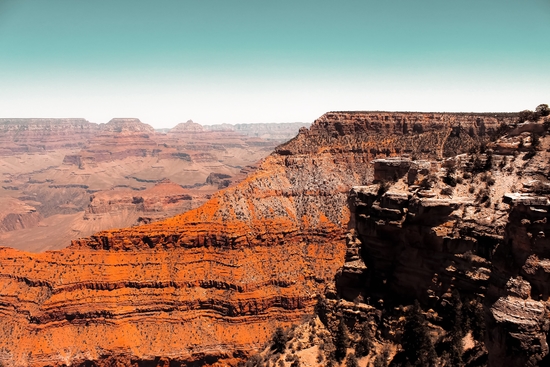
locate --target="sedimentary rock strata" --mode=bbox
[0,112,528,366]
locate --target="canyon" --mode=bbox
[0,118,308,252]
[0,112,550,366]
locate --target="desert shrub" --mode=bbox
[531,133,540,149]
[535,103,550,117]
[271,326,289,353]
[346,353,359,367]
[476,188,490,203]
[464,299,486,341]
[441,186,453,196]
[334,318,349,362]
[355,322,372,356]
[245,354,264,367]
[443,167,456,187]
[376,180,391,197]
[498,156,508,168]
[531,181,550,195]
[315,295,328,326]
[402,301,437,366]
[518,110,538,123]
[420,174,437,190]
[373,354,388,367]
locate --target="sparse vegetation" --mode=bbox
[334,318,349,362]
[402,301,437,366]
[271,326,288,353]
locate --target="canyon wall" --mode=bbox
[0,112,513,366]
[344,121,550,366]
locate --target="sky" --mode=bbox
[0,0,550,128]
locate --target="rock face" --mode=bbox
[0,198,41,233]
[0,118,99,156]
[344,116,550,366]
[0,118,297,251]
[84,180,207,226]
[0,112,528,366]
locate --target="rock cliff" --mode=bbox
[340,113,550,366]
[0,112,532,366]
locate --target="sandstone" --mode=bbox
[0,112,539,366]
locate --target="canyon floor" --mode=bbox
[0,119,309,252]
[0,109,550,367]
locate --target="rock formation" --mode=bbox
[0,118,298,251]
[0,112,538,366]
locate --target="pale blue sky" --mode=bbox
[0,0,550,127]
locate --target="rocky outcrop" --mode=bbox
[0,197,41,233]
[342,117,550,366]
[84,180,206,225]
[0,118,99,156]
[0,112,528,366]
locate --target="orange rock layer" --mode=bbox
[0,112,511,366]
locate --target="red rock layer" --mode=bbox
[0,113,520,366]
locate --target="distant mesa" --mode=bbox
[100,118,155,133]
[170,120,204,133]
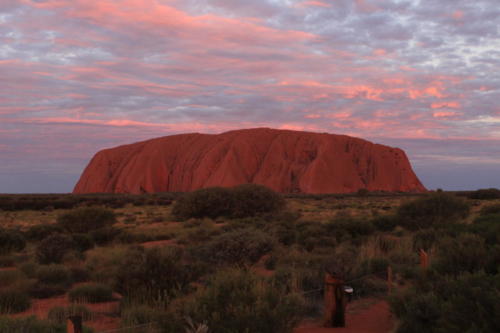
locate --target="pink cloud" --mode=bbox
[433,111,457,118]
[431,102,461,109]
[295,0,332,8]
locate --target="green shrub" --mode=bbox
[90,227,120,245]
[19,261,40,278]
[36,265,72,286]
[57,207,116,233]
[0,270,26,288]
[120,304,163,327]
[397,192,470,230]
[47,304,93,325]
[0,288,31,314]
[69,266,90,282]
[25,224,64,241]
[468,213,500,245]
[172,187,233,220]
[432,234,488,275]
[372,215,398,231]
[166,270,304,333]
[72,234,94,252]
[469,188,500,200]
[172,184,285,220]
[29,282,68,298]
[68,283,113,303]
[0,227,26,255]
[200,229,274,267]
[115,247,194,301]
[480,204,500,216]
[326,217,375,242]
[230,184,285,218]
[36,234,75,264]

......

**PROBLEM STATEMENT:** Write out everything from the start of the lines down to and including the line that contains "[0,112,550,366]", requests too, and shift every box coordinate in the answers up by 94. Leave the pictures out.

**EXPECTED ANSWER:**
locate --target="sedimentary rock strata" --mode=bbox
[94,206,622,460]
locate --target="canyon" --mode=bbox
[94,212,402,346]
[94,206,644,460]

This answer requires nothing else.